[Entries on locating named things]
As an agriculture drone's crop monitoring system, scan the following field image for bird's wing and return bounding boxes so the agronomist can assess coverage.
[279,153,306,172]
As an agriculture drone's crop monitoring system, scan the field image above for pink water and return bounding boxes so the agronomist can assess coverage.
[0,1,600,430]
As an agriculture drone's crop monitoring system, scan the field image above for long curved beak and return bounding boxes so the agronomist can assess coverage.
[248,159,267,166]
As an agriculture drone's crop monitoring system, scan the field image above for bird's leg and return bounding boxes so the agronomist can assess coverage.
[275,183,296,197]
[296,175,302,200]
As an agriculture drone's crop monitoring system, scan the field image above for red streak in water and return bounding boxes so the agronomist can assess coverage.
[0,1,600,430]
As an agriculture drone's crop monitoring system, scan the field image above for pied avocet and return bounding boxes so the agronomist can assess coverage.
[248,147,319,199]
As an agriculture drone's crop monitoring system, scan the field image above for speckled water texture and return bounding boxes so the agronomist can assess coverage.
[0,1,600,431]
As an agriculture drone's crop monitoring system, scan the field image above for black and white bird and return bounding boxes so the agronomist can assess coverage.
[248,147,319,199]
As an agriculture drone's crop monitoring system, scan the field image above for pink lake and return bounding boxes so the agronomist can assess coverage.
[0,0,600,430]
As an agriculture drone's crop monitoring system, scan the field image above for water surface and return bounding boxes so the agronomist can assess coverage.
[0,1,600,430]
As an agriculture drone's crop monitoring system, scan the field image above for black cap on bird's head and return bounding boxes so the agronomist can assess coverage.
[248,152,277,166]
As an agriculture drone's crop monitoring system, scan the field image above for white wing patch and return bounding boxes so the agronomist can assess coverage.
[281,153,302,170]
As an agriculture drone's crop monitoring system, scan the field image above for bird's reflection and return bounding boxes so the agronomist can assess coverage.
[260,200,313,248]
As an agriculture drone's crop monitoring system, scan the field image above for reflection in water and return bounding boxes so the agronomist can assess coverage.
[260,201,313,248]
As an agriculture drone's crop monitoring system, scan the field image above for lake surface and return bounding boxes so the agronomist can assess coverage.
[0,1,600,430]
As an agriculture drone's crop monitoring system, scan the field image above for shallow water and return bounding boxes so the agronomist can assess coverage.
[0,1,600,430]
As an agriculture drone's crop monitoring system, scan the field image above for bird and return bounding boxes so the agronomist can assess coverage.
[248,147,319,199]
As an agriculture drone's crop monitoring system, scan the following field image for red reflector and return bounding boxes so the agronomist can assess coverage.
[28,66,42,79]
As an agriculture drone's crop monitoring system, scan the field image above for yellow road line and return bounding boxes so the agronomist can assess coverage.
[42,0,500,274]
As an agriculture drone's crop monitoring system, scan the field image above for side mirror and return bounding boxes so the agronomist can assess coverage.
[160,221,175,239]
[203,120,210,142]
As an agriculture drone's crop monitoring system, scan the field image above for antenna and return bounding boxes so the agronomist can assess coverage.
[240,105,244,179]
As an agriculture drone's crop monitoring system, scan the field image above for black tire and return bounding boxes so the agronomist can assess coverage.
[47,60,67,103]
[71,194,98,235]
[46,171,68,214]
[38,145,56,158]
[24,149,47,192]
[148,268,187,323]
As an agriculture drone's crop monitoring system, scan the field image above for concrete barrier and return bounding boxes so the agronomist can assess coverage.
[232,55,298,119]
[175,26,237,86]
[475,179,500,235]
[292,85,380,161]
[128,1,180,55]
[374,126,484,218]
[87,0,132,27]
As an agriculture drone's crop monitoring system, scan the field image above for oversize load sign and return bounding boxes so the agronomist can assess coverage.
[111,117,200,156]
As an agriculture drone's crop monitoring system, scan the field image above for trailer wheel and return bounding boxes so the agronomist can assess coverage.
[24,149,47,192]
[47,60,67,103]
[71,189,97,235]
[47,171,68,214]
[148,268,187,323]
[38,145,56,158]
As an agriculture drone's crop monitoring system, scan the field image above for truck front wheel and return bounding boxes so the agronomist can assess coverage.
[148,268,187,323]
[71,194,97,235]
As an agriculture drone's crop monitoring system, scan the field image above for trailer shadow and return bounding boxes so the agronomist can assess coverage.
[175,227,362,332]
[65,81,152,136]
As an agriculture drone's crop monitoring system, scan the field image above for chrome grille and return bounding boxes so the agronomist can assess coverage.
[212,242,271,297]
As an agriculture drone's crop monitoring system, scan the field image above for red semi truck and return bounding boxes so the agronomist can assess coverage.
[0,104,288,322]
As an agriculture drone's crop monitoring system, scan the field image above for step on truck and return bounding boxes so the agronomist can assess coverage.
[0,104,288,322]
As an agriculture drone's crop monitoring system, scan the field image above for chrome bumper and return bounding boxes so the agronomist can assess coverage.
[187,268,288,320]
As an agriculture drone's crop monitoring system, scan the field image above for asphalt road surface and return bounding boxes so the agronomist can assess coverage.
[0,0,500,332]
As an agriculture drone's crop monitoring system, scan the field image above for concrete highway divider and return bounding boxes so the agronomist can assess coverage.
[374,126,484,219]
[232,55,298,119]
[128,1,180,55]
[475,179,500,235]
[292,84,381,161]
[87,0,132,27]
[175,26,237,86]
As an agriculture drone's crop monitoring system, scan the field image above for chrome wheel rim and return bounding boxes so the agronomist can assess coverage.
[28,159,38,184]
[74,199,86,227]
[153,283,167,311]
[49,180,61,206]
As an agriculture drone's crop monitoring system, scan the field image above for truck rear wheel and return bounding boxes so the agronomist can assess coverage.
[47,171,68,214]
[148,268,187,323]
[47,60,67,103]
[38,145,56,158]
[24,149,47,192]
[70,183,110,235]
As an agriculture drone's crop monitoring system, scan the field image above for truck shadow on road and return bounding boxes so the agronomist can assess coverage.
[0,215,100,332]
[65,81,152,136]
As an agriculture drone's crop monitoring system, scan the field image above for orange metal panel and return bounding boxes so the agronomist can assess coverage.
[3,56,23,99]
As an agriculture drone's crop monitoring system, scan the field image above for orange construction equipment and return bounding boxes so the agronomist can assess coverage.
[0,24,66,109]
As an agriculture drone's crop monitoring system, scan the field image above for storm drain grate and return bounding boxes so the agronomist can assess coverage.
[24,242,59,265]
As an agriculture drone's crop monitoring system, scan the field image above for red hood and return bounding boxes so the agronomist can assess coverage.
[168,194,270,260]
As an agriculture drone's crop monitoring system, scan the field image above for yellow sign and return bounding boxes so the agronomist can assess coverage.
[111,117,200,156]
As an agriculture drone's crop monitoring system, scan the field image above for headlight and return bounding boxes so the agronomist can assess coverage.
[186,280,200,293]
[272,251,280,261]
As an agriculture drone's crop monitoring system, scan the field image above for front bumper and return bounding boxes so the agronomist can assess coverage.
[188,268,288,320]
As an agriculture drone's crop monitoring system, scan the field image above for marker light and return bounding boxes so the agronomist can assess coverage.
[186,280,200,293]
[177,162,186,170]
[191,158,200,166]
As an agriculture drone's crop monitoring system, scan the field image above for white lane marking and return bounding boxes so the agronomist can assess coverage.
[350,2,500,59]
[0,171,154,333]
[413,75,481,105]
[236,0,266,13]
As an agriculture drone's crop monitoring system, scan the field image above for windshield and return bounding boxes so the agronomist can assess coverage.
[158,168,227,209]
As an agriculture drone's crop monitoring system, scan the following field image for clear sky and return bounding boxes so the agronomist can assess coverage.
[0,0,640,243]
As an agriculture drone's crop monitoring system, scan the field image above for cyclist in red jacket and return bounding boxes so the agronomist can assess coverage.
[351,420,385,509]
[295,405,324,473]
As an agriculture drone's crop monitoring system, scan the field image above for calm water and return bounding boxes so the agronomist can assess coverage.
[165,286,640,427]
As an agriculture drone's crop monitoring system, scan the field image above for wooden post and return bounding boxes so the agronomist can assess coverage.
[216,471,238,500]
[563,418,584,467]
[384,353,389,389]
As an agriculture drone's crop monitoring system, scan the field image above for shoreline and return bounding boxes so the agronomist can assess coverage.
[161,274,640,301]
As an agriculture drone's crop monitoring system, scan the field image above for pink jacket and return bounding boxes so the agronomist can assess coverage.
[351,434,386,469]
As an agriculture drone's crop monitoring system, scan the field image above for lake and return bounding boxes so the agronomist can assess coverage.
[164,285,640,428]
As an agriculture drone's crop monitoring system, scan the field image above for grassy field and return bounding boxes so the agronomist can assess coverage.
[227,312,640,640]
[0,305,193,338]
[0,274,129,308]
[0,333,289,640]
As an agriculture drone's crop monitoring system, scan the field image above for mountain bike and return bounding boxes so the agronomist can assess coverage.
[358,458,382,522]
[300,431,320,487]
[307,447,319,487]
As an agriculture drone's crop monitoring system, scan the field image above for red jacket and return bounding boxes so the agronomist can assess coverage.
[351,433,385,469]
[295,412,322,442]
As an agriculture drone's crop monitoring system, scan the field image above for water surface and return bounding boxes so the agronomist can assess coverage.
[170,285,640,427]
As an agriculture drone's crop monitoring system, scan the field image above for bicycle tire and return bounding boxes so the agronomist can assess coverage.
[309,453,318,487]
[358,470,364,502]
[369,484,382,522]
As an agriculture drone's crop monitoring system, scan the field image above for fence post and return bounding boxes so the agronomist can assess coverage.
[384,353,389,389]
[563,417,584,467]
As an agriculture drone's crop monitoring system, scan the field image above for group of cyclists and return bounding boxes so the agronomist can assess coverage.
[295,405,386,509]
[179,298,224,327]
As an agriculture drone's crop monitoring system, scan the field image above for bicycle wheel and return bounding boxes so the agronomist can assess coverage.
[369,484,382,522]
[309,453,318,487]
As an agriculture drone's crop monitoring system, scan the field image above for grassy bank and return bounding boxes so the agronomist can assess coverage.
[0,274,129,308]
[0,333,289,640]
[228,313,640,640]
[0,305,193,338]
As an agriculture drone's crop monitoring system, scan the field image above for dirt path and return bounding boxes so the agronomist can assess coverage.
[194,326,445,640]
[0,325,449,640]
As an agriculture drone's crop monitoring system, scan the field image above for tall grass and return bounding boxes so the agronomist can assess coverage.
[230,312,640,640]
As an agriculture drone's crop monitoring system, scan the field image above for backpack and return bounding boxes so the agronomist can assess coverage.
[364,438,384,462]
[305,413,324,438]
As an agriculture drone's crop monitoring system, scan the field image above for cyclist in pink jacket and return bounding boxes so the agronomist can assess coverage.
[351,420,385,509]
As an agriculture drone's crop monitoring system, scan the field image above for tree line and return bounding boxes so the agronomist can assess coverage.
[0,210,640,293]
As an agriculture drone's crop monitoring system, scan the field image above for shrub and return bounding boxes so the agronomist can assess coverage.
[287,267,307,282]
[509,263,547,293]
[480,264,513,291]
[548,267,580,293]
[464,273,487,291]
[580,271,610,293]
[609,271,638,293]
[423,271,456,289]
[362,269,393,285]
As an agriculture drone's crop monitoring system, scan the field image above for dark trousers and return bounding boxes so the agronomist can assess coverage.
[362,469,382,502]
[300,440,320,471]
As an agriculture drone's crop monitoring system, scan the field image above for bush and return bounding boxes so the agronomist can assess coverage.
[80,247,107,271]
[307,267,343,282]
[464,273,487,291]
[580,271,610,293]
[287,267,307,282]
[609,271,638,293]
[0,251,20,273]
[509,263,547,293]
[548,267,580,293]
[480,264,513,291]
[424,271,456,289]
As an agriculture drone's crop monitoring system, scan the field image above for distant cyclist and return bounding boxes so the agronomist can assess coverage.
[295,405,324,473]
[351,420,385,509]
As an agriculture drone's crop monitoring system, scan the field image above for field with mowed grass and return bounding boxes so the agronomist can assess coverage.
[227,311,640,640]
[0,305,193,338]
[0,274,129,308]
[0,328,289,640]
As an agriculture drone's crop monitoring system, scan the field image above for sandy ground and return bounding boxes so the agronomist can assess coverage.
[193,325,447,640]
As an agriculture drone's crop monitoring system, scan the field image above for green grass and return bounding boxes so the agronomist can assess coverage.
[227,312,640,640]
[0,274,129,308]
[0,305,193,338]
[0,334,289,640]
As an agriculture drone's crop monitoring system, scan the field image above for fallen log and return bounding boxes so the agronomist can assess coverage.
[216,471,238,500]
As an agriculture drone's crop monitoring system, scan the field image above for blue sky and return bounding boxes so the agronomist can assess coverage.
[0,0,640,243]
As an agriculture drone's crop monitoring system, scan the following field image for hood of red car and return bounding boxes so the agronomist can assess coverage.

EXERCISE:
Report how many lines of the records above contain the word "grassy", giving only the number. Case counts.

RESPONSE:
2